■ **DOCUMENT TEXT**
As I have explained here before, the main reason for this change wasn't performance, but rather code style. That's also why I added it to the optional CodeStyleExtension. As it says in the documentation

Checkers that can improve code consistency. As such they don't necessarily provide a performance benefit and are often times opinionated.

The main goal is to improve code consistency, even if not always the most absolute most performant.

--
There are a few points that you neglected to consider so far:

  • Using tuples everywhere (for loops and in comparisons) will make it easier for beginners to understand when and how to use them.
  • I haven't seen many, if any at all, tutorials using sets for this comparison. It is much more common to suggest lists which is what this change is mainly about.
  • It is not obvious that Python converts the in-place set to a frozenset from the code alone.
  • The in-place defined data structure most often only contains one to three elements. Everything more than that should gets it's one variables where frozensets are more efficient.
  • The performance difference might be 30% in the worst case, but that is a false assumption. Even / especially for small tuples / sets you are just as likely that the item you're looking for is inside the container. With that the difference might only be a few percent. I would argue you won't notice a difference.

■ **STATED PROBLEM 1**
Reproduce the listing word for word, from its first line up to and including the line with "[126,137,165,203]". Leave the pictures out of your reproduction.
The listing that follows has no connection to the passage on Python code style.

■ **SUPPLIED MATERIAL**
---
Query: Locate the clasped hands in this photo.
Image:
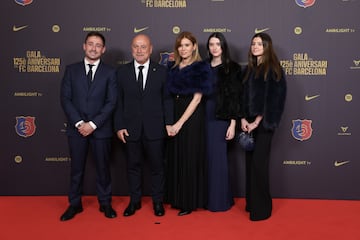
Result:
[241,119,258,133]
[166,123,181,137]
[77,122,94,137]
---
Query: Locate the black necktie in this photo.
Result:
[138,66,144,92]
[87,64,94,85]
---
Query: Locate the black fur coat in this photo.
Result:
[167,61,212,95]
[242,66,286,130]
[215,62,242,120]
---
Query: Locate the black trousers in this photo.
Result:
[69,136,112,206]
[245,124,274,221]
[126,137,165,203]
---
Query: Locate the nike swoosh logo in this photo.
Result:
[334,161,350,167]
[255,28,270,33]
[13,25,28,32]
[134,27,149,33]
[305,95,320,101]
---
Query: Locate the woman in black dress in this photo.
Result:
[206,32,241,212]
[241,33,286,221]
[166,32,211,216]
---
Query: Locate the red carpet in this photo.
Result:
[0,196,360,240]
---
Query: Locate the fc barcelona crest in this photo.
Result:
[15,116,36,138]
[291,119,313,141]
[15,0,33,6]
[295,0,315,8]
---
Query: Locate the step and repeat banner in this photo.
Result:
[0,0,360,199]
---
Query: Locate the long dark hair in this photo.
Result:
[206,32,231,73]
[244,32,283,81]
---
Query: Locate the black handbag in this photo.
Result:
[237,132,255,151]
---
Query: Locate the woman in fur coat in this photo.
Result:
[241,33,286,221]
[206,32,241,212]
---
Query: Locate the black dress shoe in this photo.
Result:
[124,202,141,217]
[99,205,117,218]
[60,205,83,221]
[178,209,192,216]
[154,202,165,217]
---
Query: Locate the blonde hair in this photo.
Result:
[173,31,201,67]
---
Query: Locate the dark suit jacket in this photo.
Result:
[115,61,173,141]
[61,61,118,138]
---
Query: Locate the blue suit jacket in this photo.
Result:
[114,61,173,141]
[61,61,118,138]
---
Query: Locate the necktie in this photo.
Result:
[87,64,94,85]
[138,66,144,92]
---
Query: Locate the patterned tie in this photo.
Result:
[138,66,144,92]
[86,64,94,86]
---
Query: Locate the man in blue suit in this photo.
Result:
[60,32,117,221]
[115,34,173,216]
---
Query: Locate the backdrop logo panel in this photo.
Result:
[13,50,61,73]
[141,0,187,8]
[295,0,315,8]
[280,52,328,76]
[291,119,313,141]
[15,116,36,138]
[15,0,33,6]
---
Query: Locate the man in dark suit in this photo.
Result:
[115,34,173,216]
[60,32,118,221]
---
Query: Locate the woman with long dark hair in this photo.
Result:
[241,33,286,221]
[206,32,241,212]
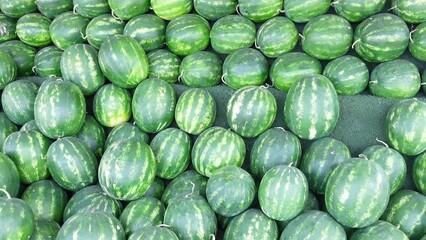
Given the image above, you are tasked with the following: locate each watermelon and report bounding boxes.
[223,208,278,240]
[34,79,86,138]
[151,0,192,20]
[179,51,222,87]
[381,190,426,239]
[325,158,390,228]
[47,137,98,191]
[3,131,51,184]
[284,74,340,140]
[93,83,132,127]
[222,48,269,89]
[98,35,148,88]
[192,127,246,177]
[256,16,299,58]
[164,195,217,240]
[49,12,89,50]
[175,88,217,135]
[86,14,124,49]
[64,185,123,222]
[147,49,181,83]
[98,139,156,201]
[386,99,426,156]
[21,180,68,223]
[56,212,126,240]
[210,15,256,54]
[120,197,166,235]
[34,46,64,77]
[250,127,302,180]
[300,137,351,194]
[269,52,322,92]
[132,78,176,133]
[352,13,410,62]
[166,14,210,56]
[280,210,346,240]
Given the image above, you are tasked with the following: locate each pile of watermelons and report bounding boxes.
[0,0,426,240]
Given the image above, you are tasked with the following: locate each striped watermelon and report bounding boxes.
[132,78,176,133]
[164,195,217,240]
[147,49,181,83]
[179,51,222,87]
[166,14,210,56]
[120,197,166,235]
[98,140,156,201]
[352,13,410,62]
[269,52,322,92]
[3,131,51,184]
[386,99,426,156]
[381,190,426,239]
[284,74,340,140]
[150,128,191,179]
[210,15,256,54]
[192,127,246,177]
[206,166,256,217]
[47,137,98,191]
[93,83,132,127]
[175,88,217,135]
[325,158,390,228]
[222,48,269,89]
[21,180,68,223]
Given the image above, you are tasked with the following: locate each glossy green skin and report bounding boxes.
[284,0,331,23]
[354,13,410,62]
[210,15,256,54]
[284,74,340,140]
[150,128,191,179]
[21,180,68,223]
[325,158,390,228]
[369,59,421,98]
[206,166,256,217]
[120,197,166,235]
[192,127,246,177]
[147,49,181,83]
[222,48,269,89]
[175,88,217,135]
[34,79,86,139]
[34,46,64,77]
[86,14,124,49]
[280,210,346,240]
[0,40,36,76]
[333,0,386,22]
[300,137,351,194]
[223,208,278,240]
[49,12,90,50]
[3,131,51,184]
[226,86,277,138]
[380,190,426,239]
[256,17,299,58]
[0,197,35,240]
[1,79,38,125]
[166,14,210,56]
[302,14,353,60]
[47,137,98,191]
[179,51,223,88]
[164,195,217,240]
[269,52,322,92]
[93,84,132,127]
[56,212,126,240]
[64,185,123,222]
[161,170,208,206]
[132,78,176,133]
[124,14,166,52]
[386,99,426,156]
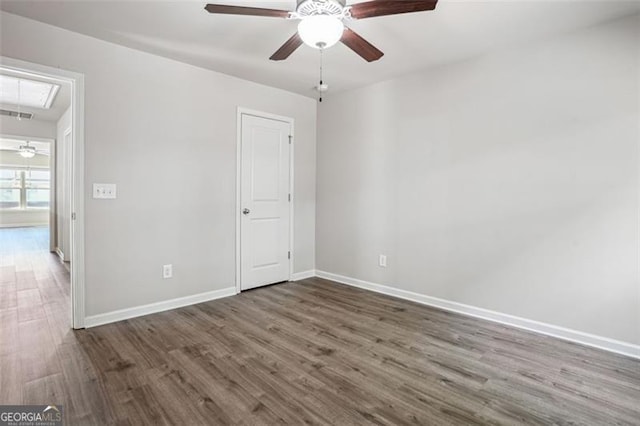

■ **STATED PROBLEM 2**
Give back the code-style passage verbatim, from "Checkers that can" up to and including "absolute most performant.".

■ **COMPLETE RESPONSE 1**
---
Query: Locate the clasped hands in this photo.
Image:
Result:
[241,119,258,133]
[166,123,181,137]
[77,122,94,137]
---
Query: Locate the black necktie in this photo.
Result:
[138,66,144,92]
[87,64,94,85]
---
Query: Locate the black fur coat in this photo.
Result:
[167,61,212,95]
[242,66,286,130]
[215,62,242,120]
---
Query: Locate the black trousers in this photo.
Result:
[69,136,112,206]
[245,124,274,221]
[126,137,165,203]

■ **COMPLETE RESPONSE 2**
Checkers that can improve code consistency. As such they don't necessarily provide a performance benefit and are often times opinionated.

The main goal is to improve code consistency, even if not always the most absolute most performant.